# [PROBLEM REQUIREMENTS]
Every line below must be reproduced exactly. Copy them all.

# [LISTED RECORDS]
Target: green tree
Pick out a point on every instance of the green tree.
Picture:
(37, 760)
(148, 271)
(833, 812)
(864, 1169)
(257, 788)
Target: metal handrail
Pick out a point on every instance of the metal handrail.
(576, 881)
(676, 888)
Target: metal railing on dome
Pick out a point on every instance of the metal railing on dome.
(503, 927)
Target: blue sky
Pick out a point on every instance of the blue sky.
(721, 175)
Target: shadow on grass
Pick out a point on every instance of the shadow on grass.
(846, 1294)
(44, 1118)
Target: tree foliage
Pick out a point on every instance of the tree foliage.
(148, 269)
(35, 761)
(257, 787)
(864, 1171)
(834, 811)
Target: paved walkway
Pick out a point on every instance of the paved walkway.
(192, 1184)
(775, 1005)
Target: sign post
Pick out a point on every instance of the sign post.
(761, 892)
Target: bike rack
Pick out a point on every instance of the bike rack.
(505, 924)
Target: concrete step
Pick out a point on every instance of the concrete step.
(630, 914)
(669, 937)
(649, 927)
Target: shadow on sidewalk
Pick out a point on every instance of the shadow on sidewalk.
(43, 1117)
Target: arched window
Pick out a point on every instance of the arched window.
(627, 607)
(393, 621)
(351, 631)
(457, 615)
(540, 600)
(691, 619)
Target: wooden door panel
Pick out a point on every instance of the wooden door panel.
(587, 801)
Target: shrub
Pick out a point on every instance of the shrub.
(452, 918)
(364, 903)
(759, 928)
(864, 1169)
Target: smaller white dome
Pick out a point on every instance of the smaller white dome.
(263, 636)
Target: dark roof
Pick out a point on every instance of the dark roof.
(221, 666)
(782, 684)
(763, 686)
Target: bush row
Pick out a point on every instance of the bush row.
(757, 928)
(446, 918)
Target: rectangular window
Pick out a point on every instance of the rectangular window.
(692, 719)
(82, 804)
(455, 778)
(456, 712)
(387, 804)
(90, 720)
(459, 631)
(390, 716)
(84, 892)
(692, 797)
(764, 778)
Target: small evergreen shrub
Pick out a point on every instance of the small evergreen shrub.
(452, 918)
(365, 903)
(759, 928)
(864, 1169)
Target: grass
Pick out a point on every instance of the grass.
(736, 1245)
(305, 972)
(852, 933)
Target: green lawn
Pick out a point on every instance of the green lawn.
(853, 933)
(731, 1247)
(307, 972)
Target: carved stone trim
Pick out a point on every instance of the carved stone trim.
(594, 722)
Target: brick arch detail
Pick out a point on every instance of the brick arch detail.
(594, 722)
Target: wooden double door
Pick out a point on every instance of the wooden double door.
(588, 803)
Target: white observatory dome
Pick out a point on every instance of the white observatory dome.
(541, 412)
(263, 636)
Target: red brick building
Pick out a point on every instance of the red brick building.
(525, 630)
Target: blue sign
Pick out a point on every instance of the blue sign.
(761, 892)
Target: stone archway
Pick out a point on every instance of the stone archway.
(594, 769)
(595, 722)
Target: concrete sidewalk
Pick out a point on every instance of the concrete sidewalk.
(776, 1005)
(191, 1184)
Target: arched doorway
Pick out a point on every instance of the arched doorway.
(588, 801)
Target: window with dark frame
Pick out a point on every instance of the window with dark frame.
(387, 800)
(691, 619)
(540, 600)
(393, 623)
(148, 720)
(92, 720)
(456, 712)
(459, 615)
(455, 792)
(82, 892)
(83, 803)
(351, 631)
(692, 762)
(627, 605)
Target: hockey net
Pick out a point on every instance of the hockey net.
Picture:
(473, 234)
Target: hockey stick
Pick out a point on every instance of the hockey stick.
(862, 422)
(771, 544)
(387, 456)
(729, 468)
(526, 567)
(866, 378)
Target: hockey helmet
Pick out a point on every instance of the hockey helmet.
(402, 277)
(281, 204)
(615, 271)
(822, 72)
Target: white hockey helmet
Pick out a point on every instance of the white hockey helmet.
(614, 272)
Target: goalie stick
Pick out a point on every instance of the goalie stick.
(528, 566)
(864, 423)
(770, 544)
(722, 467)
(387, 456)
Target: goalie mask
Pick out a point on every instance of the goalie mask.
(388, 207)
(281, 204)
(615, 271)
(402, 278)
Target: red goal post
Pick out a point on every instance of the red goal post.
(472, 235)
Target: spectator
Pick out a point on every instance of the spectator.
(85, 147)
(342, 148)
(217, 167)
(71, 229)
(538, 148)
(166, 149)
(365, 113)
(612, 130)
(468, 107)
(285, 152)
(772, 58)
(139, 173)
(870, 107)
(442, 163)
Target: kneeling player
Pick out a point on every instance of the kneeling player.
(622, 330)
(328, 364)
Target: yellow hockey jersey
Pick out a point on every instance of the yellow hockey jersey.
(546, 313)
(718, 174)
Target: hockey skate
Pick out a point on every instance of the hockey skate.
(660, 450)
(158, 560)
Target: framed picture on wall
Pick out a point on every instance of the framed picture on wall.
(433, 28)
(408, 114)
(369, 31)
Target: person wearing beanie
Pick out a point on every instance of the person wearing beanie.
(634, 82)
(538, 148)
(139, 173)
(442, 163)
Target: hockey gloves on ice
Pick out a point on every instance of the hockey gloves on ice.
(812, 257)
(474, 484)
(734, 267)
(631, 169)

# [COMPLETE ANSWER]
Target: green tree
Pick out a point on every instance of the green tree.
Picture:
(37, 760)
(148, 271)
(833, 812)
(864, 1169)
(257, 788)
Target: metal handrail
Pick out a point on every instance of the metal handrail.
(576, 881)
(676, 888)
Target: metal railing on dome
Pick out a point on every instance of the metal railing on dome.
(503, 927)
Target: blue sky
Pick out a point on every instance of the blue sky.
(721, 175)
Target: shadow on grass
Pick out a point on every instance of the shadow on grass.
(846, 1294)
(44, 1118)
Target: tree foliage
Pick out a point on every instance of the tree foliage.
(148, 269)
(35, 761)
(257, 787)
(864, 1171)
(834, 811)
Target: paved walkway
Pick out a point on every instance of the paved walkway.
(192, 1184)
(775, 1005)
Target: sign post
Pick out a point on every instance of the sign post.
(761, 892)
Target: bike rack
Pick out a point on every instance of the bike rack.
(505, 924)
Target: concrete step
Pick out a point on every instance of the concrete step.
(630, 914)
(669, 937)
(649, 927)
Target: shadow on sidewalk
Pick out a point on every instance of the shadow on sidewalk.
(43, 1117)
Target: arched window
Pick out a point on every instance of the arched window.
(627, 607)
(393, 621)
(351, 631)
(457, 615)
(540, 600)
(691, 619)
Target: wooden door panel
Pick out a point on every instance of the wooden door panel.
(587, 801)
Target: shrub
Pick out a point on every instance of the shrub.
(452, 918)
(364, 903)
(759, 928)
(864, 1169)
Target: smaller white dome
Pick out a point on every instance of the smaller white dome.
(263, 636)
Target: dark roof
Pick out a point on every instance of the dark roof.
(221, 666)
(782, 684)
(763, 686)
Target: bush row
Pick out a point on every instance of the bush row.
(757, 928)
(446, 918)
Target: rectangular window
Pick out a point on every instance of the rectangular window.
(692, 719)
(82, 804)
(455, 778)
(456, 712)
(387, 804)
(90, 720)
(459, 631)
(390, 716)
(84, 892)
(692, 797)
(764, 778)
Target: small evergreen shrub
Pick out a point on every instance of the small evergreen shrub.
(452, 918)
(365, 903)
(759, 928)
(864, 1169)
Target: grass
Pick out a point on every instance of the grass.
(736, 1245)
(305, 972)
(852, 933)
Target: green lawn
Pick out a point on every instance of the green lawn.
(853, 933)
(731, 1247)
(307, 972)
Target: carved stone trim
Pick out a point on every instance of the carved stone trim.
(594, 722)
Target: brick arch detail
Pick out a point on every instance of the brick arch detail.
(594, 722)
Target: wooden double door
Pick out a point on every instance of the wooden double door.
(588, 803)
Target: white observatory dome
Pick out a point on every instance of the white observatory dome.
(541, 412)
(263, 636)
Target: red brick building
Pick out a point on every instance of the red brick building.
(525, 630)
Target: blue sign
Pick out a point on every instance of the blue sign.
(761, 892)
Target: stone archway
Pick out a point on every instance of the stone archway.
(594, 769)
(595, 722)
Target: concrete sidewalk
Pick out a point on every instance of the concrete sidewalk.
(776, 1005)
(191, 1184)
Target: arched doorway
Pick out a point on every instance of the arched doorway.
(588, 801)
Target: window with dark frame
Pick out a point on every instance of the window with dark frame.
(387, 800)
(691, 619)
(540, 600)
(393, 623)
(148, 720)
(92, 720)
(456, 712)
(459, 615)
(455, 792)
(82, 892)
(83, 803)
(351, 631)
(692, 762)
(627, 605)
Target: hockey net
Pick out a point on every instance of the hockey net.
Picture:
(473, 234)
Target: hockey stick
Pick out a point on every instance of the hockey stick.
(862, 422)
(771, 544)
(387, 456)
(729, 468)
(526, 567)
(866, 378)
Target: hockey helmet
Pick out a point on every instance of the hockey helmet.
(402, 277)
(281, 204)
(615, 271)
(822, 72)
Target: white hockey helmet
Pick out a point on every instance of the white hockey helmet.
(614, 272)
Target: goalie stick
Pick out a point on every instance of the goalie stick.
(528, 566)
(864, 423)
(770, 544)
(722, 467)
(387, 456)
Target: goalie mask
Pick out a point on every instance of the goalie mask.
(388, 207)
(281, 204)
(615, 271)
(402, 278)
Target: red goal post
Pick out a point on every instance of the red goal post.
(472, 235)
Target: spectator
Pick out a point on every instance of the spectator.
(85, 147)
(342, 148)
(217, 167)
(71, 229)
(538, 148)
(166, 149)
(365, 113)
(612, 130)
(468, 107)
(285, 152)
(772, 58)
(139, 173)
(870, 107)
(442, 163)
Target: kneeling player
Pick out a point on every instance of the kneeling player.
(622, 330)
(328, 364)
Target: yellow hockey jersey
Pick out a point on every instance of the yellow hockey jersey.
(546, 313)
(718, 174)
Target: hockey skate
Pick out a point on every instance of the hockey skate.
(660, 450)
(158, 560)
Target: framed picture on wall
Pick out a point on every instance of the framed picture on wall.
(433, 28)
(408, 114)
(369, 31)
Target: person wearing beanie
Pick out a point on every instance of the person wearing beanie.
(634, 82)
(538, 148)
(139, 173)
(442, 163)
Target: hockey gloves on ice
Pick out a point on every instance of the hockey gloves on ice.
(812, 257)
(474, 484)
(734, 267)
(631, 169)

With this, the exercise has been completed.